EXERCISE INSTRUCTIONS:
Please output the lines shown below exactly as they appear.

GIVEN RECORDS:
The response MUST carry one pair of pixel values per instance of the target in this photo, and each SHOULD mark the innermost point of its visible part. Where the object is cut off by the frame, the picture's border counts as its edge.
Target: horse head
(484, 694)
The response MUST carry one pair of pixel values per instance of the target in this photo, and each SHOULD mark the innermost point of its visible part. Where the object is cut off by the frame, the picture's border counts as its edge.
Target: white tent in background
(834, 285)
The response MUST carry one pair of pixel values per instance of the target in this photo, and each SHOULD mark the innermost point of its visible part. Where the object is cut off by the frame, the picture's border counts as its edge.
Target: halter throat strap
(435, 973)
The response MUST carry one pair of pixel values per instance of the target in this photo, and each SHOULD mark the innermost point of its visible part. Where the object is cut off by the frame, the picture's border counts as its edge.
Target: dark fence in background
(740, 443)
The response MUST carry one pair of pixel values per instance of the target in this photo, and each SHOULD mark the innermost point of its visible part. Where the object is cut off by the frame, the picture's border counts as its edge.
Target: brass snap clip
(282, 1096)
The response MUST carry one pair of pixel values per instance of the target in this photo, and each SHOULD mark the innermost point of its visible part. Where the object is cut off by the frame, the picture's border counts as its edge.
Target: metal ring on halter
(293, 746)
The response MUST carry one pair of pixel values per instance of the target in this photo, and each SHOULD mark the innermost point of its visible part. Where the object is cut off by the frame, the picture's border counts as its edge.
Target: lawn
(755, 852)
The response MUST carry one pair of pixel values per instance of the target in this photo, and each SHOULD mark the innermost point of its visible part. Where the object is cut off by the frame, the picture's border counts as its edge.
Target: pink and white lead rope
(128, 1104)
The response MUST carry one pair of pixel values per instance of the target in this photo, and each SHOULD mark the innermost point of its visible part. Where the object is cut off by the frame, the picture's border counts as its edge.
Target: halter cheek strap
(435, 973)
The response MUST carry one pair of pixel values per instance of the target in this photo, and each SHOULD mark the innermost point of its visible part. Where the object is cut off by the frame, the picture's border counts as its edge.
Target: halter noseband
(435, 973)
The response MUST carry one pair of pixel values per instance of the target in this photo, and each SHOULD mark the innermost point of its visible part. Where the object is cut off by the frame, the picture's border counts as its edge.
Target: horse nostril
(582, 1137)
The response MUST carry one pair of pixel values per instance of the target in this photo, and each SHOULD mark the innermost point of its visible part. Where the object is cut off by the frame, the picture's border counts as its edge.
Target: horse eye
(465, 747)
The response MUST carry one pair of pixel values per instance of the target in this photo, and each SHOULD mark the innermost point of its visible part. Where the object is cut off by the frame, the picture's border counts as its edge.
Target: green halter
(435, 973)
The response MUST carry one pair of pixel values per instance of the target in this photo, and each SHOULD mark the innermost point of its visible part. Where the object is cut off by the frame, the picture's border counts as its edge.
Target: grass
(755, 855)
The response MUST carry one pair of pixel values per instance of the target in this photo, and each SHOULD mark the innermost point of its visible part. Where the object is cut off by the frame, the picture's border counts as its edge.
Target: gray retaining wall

TASK OUTPUT:
The response MUST carry one pair of pixel values per instance of the target in this photo, and each SHOULD mark the innermost point of its visible part. Where the object is cut off by the frame, the picture's border counts as its edge.
Target: horse head
(484, 694)
The response MUST carry one pair of pixel values per instance of the target in this photo, and each SHOULD mark the innermost point of its visible part. Where the object is cut off by the frame, the picture's border counts as its edge.
Target: white tent in background
(834, 285)
The response MUST carry one pair of pixel values per instance of the target in this photo, and each SHOULD mark the innermost point of its visible part. Where the object is cut off by the frame, the picture's border counts as its edge.
Target: halter throat strap
(435, 973)
The response MUST carry one pair of pixel values per instance of the target in this photo, and each SHOULD mark the innermost point of its visible part. Where the object is cut off by the frame, the picture's border counts as its edge.
Target: dark fence in background
(740, 443)
The response MUST carry one pair of pixel values per instance of the target in this photo, and each SHOULD mark the innermost point of its visible part. Where the object is cut off by the frame, the picture's border counts as its edge.
Target: brass snap clip
(282, 1096)
The response MUST carry one pair of pixel values per instance of the target in this photo, and each SHOULD mark the innermost point of its visible part. Where the object is cut off by the frame, the picture's border counts as its edge.
Target: metal ring on halter
(293, 746)
The response MUST carry one pair of pixel values per instance of the target in this photo, and each SHOULD mark the innermost point of its visible part. Where the object is cut off by the frame, the picture's border counts as its edge.
Target: lawn
(755, 852)
The response MUST carry one pair of pixel values per instance of the target in this photo, and each SHOULD mark the innermost point of its visible part. Where the object is cut off by the frame, the picture's border counts as its edge.
Target: pink and white lead rope
(128, 1104)
The response MUST carry one pair of pixel values per instance of the target in this photo, and each SHOULD mark the innermost point of its visible part. Where the object is cut off by the frame, the picture's border counts as its edge.
Target: halter cheek strap
(435, 973)
The response MUST carry one pair of pixel values per instance of the target in this photo, and each SHOULD mark the innermost point of its visible part. Where the object is cut off by the frame, the picture's border counts as its edge.
Target: halter noseband
(435, 973)
The response MUST carry one pair of pixel values per instance of the target in this photo, and each SHOULD mark the innermost point of its visible part. Where the object is cut off by the frame, the picture's border counts as its edge.
Target: horse nostril
(582, 1137)
The response MUST carry one pair of pixel values per instance of the target in this photo, and each SHOULD mark the innermost point of its visible part. Where the object is cut off by the frame, the picture's border counts as its edge.
Target: horse eye
(465, 747)
The response MUST carry one pair of pixel values per instance of the target in this photo, and each SHOULD mark the innermost point of its visible part. Where the object is cut off by the frame, the picture's border counts as its edge.
Target: green halter
(435, 973)
The response MUST carry one pair of pixel values per instance of the target in this photo, and each SHOULD mark the innermost point of its visible part. Where the object is cut off by the frame, the picture's border counts as its edge.
Target: grass
(755, 855)
The response MUST carry one pair of pixel values per instance of the target in this photo, and each SHOULD mark the innermost point of its visible part. Where the object is cut off by the frame, the picture's border counts as its edge.
Target: gray retaining wall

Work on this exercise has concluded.